------ Record extracts

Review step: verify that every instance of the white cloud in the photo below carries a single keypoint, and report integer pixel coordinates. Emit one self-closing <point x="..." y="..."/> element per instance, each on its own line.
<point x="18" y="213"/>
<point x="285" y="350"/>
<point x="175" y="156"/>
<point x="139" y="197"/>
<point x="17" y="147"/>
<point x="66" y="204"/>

------------

• _Brief_
Take the entries and copy them out exactly.

• _The completed task_
Review step: verify that every instance of the white cloud in the photo below carries a single keypoint, and report integer pixel coordinates. Emit one self-closing <point x="..." y="..."/> element per instance, each on its own line.
<point x="18" y="213"/>
<point x="285" y="350"/>
<point x="175" y="156"/>
<point x="139" y="197"/>
<point x="17" y="147"/>
<point x="66" y="204"/>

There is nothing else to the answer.